Begin Stored rows

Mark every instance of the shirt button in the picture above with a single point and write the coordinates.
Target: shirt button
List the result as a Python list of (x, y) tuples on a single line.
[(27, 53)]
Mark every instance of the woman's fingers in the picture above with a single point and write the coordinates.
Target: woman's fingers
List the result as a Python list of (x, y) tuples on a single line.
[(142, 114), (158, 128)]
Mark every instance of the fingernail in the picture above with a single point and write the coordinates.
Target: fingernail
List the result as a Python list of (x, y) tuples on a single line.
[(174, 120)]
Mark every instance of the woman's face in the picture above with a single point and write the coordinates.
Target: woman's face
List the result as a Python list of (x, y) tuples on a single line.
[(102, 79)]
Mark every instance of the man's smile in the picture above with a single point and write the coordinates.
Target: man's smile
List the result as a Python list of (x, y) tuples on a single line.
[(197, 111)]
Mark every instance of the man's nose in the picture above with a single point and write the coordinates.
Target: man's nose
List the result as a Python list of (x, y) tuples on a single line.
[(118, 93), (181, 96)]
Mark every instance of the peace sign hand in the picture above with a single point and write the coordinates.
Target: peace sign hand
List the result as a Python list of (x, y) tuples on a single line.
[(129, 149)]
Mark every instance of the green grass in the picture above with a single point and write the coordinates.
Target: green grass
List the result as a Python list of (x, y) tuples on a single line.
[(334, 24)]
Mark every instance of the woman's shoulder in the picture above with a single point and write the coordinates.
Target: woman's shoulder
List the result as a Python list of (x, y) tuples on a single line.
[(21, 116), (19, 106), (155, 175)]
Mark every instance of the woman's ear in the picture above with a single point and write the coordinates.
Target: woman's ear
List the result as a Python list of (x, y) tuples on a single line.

End Stored rows

Aim: Rewrite the records above as a JSON list of strings, one string per line, leaving out any blank lines.

Result below:
[
  "Mark every instance of the shirt button in the picture above with a single point and write the coordinates.",
  "Target: shirt button",
  "List the result as a Python list of (x, y) tuples on a single line.",
  "[(27, 53)]",
  "Mark every instance of the woman's fingers in the picture above with a single point and write the coordinates.",
  "Target: woman's fingers",
  "List the result as a Python list of (x, y) tuples on a single line.",
  "[(142, 114), (158, 128)]",
  "Mark every instance of the fingernail in the picture above with a single point and write the coordinates.",
  "Target: fingernail",
  "List the result as a Python list of (x, y) tuples on a single line.",
  "[(174, 120)]",
  "Mark every instance of the woman's face in the picture above with a single point and write the coordinates.",
  "Target: woman's face",
  "List the result as a Python list of (x, y) tuples on a single line.",
  "[(102, 79)]",
  "Mark every instance of the man's smile in the picture above with a single point and write the coordinates.",
  "Target: man's smile",
  "List the result as a Python list of (x, y) tuples on a single line.",
  "[(197, 111)]",
  "Mark every instance of the man's nose in the picture above with a single point and write the coordinates.",
  "Target: man's nose",
  "List the result as a Python list of (x, y) tuples on a single line.",
  "[(118, 93), (181, 96)]",
  "Mark every instance of the peace sign hand in the picture above with a single point and write the coordinates.",
  "Target: peace sign hand",
  "List the result as a Python list of (x, y) tuples on a single line.",
  "[(129, 149)]",
  "Mark every instance of the green grass in the picture above with a single point and write the coordinates.",
  "Target: green grass",
  "List the result as a Python list of (x, y) tuples on a single line.",
  "[(334, 24)]",
  "Mark every instance of the woman's shoulder in the picture above with a single point and write the coordinates.",
  "Target: woman's shoulder",
  "List the result as a Python list of (x, y) tuples on a single line.",
  "[(21, 116), (19, 106), (155, 175)]",
  "Mark every instance of the woman's ear in the picture above with a single point and write the coordinates.",
  "Target: woman's ear",
  "List the result as a Python list of (x, y) tuples on a single line."
]